CONSEGNA 1:
Rispondi in base al testo su neoclassicismo e romanticismo:
(a) Quando e con quale intento fu coniato il termine neoclassicismo?
(b) Da quale parola deriva il termine romantico?
(c) In quale città nacque il Neoclassicismo e da che anno circa si afferma?
CONSEGNA 2:
Riporta alla lettera il passo del testo su neoclassicismo e romanticismo che va da "Nel Giuramento degli Orazi la" a "e alleata dell’uomo.".
CONSEGNA 3:
Scrivi il seguito del testo su neoclassicismo e romanticismo, a partire dall'ultima frase riportata.

TESTO ESTRATTO:

Géricault vuole comunque trasmettere nella violenza dei flutti una estrema
forma di bellezza, concretizzandovi una precisa percezione del sublime.
Nel Giuramento degli Orazi la
natura è assente, si preferisce la solidità strutturale tipica
dell’architettura e la geometria rigorosa dello spazio rappresentato, ma nei
raggi radenti del sole è facile immaginare un cielo sereno, in perfetta ottica
neoclassica, in cui la natura è complice e alleata dell’uomo.
Il contesto dipinto nella Zattera è
atemporale ed universale: il mare in tempesta, in luogo remoto e imprecisato
del mondo. Ma da vero romantico, quando Géricault ne ha l’occasione preferisce
il passato medioevale, talvolta dantesco, al mondo classico, o il suo tempo
moderno con tutta la sua terribilità.
Nel Giuramento degli Orazi il
contesto è legato al mondo romano antico, in perfetta mentalità neoclassica,
che preferisce, insieme ai temi mitologici, questo tipo di ambientazioni.
NEOCLASSICISMO E ROMANTICISMO
Il termine di neoclassicismo,
che fu coniato alla fine dell’Ottocento in senso spregiativo, farebbe pensare
ad una corrente artistica di mero e convenzionale rifacimento dell’arte greca e
romana. Fu al contrario un movimento eversivo e travolgente, che mirò a
realizzare un risorgimento delle arti, una rinnovata rifioritura artistica
simile a quella rinascimentale. Gli artisti e i teorici lo chiamavano
semplicemente il vero stile.
Il termine romantico,
invece, deriva da romance, e significa sostanzialmente romanzesco, non reale.
Ad esso si associa l’ulteriore significato di pittoresco, con cui nel
Settecento si definiva la bellezza di uno scenario naturale e l’emozione stessa
che produceva nell’animo umano. Il termine fu associato ad un interesse per la
mitologia nordica e per la letteratura cavalleresca medievale, come per una
sorta di riscatto dei propri miti rispetto a quelli estranei e lontani della
classicità.
Il Neoclassicismo è lo
stile che, nato a Roma, s’afferma a partire dal 1770 circa, e che ha come
antefatto culturale quel grande movimento di idee noto col termine di
illuminismo. Gli illuministi, attraverso il libero pensiero, si proposero di
realizzare un mondo nuovo, governato da leggi ispirate all’uguaglianza sociale,
cancellando per sempre i privilegi del clero e di una nobiltà inetta e in piena
decadenza morale. La conseguenza storica dell’illuminismo, furono prima la
rivoluzione americana e poi la rivoluzione francese. La rivoluzione francese
nacque dal supremo disegno di creare una società «stabile ed armoniosa» per
dirla con le parole di Isaiah Berlin «fondata su principi immutabili: un sogno
di perfezione classica…» I dogmi, il rigido 'assetto sociale e gli arcaici
privilegi dell’antico regime crollarono sotto la luce della ragione e di un
idealismo intransigente. Con la stessa forza rivoluzionaria, il neoclassicismo
segnò la fine del capriccioso, polveroso, sensuale e fatuo rococò. La chiarezza
della ragione vinse sui mendaci e confusi artifici del dogma.

(Record di dati)
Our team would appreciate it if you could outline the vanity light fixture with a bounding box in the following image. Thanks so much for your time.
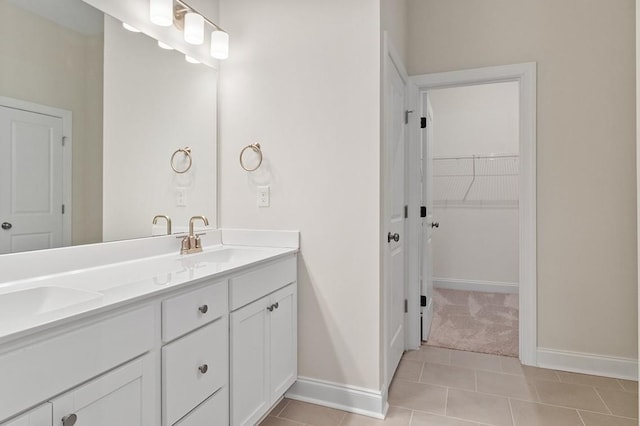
[150,0,229,59]
[122,22,140,33]
[184,12,204,45]
[158,40,173,50]
[149,0,173,27]
[211,29,229,59]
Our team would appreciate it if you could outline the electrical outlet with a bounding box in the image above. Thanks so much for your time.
[176,188,187,207]
[258,186,269,207]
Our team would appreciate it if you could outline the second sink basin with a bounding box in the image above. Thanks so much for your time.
[0,287,102,318]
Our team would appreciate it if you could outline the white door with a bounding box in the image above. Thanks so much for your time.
[0,402,53,426]
[383,40,407,384]
[420,96,439,340]
[0,106,63,254]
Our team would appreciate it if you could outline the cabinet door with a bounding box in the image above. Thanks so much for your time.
[231,297,270,426]
[52,358,151,426]
[0,403,53,426]
[269,283,298,403]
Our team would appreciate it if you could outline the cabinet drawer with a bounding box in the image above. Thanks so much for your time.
[175,386,229,426]
[229,256,297,311]
[162,281,228,342]
[162,316,229,425]
[0,306,154,421]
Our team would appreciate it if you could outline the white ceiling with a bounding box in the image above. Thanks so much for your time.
[5,0,104,35]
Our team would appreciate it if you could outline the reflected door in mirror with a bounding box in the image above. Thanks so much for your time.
[0,106,63,254]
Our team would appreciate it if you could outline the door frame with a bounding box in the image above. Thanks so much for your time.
[0,96,73,246]
[380,31,409,392]
[407,62,537,365]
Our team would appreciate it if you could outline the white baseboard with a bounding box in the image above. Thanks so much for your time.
[433,278,519,294]
[537,347,638,380]
[285,377,389,419]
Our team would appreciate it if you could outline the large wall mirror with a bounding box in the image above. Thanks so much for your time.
[0,0,217,254]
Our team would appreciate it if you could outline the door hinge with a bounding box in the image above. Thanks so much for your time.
[404,109,413,124]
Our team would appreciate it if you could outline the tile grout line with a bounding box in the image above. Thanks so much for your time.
[507,398,516,426]
[592,386,613,415]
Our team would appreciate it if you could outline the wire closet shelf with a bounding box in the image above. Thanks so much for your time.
[432,154,519,208]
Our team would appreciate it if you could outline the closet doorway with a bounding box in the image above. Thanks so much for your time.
[422,81,519,357]
[408,63,537,365]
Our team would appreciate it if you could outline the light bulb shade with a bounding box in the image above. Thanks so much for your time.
[158,40,173,50]
[122,22,140,33]
[211,30,229,59]
[184,12,204,44]
[149,0,173,27]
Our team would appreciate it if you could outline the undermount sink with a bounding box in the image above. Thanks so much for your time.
[0,287,102,318]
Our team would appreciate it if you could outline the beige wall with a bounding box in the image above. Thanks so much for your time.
[408,0,638,358]
[219,0,381,390]
[103,15,218,241]
[0,1,102,244]
[380,0,408,65]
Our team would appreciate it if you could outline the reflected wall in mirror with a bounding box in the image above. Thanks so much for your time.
[0,0,217,253]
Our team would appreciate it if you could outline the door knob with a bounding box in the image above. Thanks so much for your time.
[62,414,78,426]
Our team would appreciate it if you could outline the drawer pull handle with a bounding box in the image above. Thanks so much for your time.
[62,414,78,426]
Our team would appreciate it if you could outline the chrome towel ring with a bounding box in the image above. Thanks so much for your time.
[171,146,193,174]
[240,143,262,172]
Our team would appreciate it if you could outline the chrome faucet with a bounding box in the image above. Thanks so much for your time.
[180,216,209,254]
[153,214,171,235]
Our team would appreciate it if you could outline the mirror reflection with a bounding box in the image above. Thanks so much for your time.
[0,0,217,253]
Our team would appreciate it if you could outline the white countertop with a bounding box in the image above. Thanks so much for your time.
[0,230,298,344]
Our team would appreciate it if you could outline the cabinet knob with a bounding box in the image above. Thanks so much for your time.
[62,414,78,426]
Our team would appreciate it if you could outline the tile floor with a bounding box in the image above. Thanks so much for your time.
[261,346,638,426]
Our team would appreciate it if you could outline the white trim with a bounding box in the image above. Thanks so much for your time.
[537,348,638,381]
[410,62,537,365]
[0,96,73,247]
[285,377,389,419]
[433,278,519,294]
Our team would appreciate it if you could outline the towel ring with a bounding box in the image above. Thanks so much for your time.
[240,143,262,172]
[171,146,193,174]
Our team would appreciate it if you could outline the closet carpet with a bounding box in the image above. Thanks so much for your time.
[426,288,518,357]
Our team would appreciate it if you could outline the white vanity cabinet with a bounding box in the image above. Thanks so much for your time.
[0,305,157,426]
[230,257,297,426]
[162,280,229,426]
[51,356,153,426]
[0,403,53,426]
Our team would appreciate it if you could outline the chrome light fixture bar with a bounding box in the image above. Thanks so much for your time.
[170,0,229,59]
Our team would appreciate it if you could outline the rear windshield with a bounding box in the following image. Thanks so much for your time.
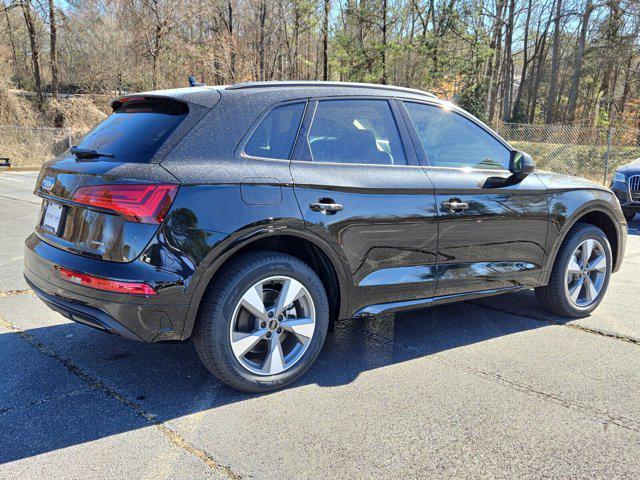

RISPOSTA SCRITTA 1:
(a) Alla fine dell'Ottocento, in senso spregiativo.
(b) Da romance.
(c) A Roma; si afferma a partire dal 1770 circa.

RISPOSTA SCRITTA 2:
Nel Giuramento degli Orazi la
natura è assente, si preferisce la solidità strutturale tipica
dell’architettura e la geometria rigorosa dello spazio rappresentato, ma nei
raggi radenti del sole è facile immaginare un cielo sereno, in perfetta ottica
neoclassica, in cui la natura è complice e alleata dell’uomo.

RISPOSTA SCRITTA 3:
Il Romanticismo ebbe
come più significativo antefatto lo Sturm und Drang, nato in
Germania in antitesi al classicismo francese, che nega l’esistenza di modelli
eccelsi e imprescindibili in poesia. Alla bella forma classica si contrappone
il senso spirituale della poesia, superando il concetto di bellezza nel senso
tradizionale: «nella realtà non esiste soltanto la natura bella ma anche la
natura come terribilità, violenza, forza di distruzione», e ciò vale anche per
la bellezza nella poesia; «l’arte caratteristica» è pertanto «la sola vera»
(J.W. Goethe).
Il teorico del Neoclassicismo fu
J. Winckelmann, il quale sosteneva che bisognava “imitare” i grandi maestri
antichi. Ma imitare non significava – secondo il suo pensiero - copiare, bensì
fare propri ed utilizzare i modelli e i canoni estetici degli artisti antichi,
in un processo catartico di produzione del nuovo e del moderno. Ed infatti, il
neoclassicismo è a tutti gli effetti uno stile moderno, come moderna è la
neoclassica estetica del sublime, che si riassume in superamento della
contemplazione, con un forte coinvolgimento spirituale e sentimentale nel
godimento della bellezza.
Il Romanticismo operò
una rivalutazione delle varie culture popolari, rafforzando la coscienza di
nazionalità, in una più generale rivalutazione storico-letteraria
dell’antichità medioevale o nella rappresentazione nuova della modernità. Il
ritorno ai tempi lontani del medioevo non potevano prescindere dalla riscoperta
di Dio e della spiritualità, in un più intimo e sentito rapporto umano-divino e
nella consapevolezza della labilità dell’esistenza.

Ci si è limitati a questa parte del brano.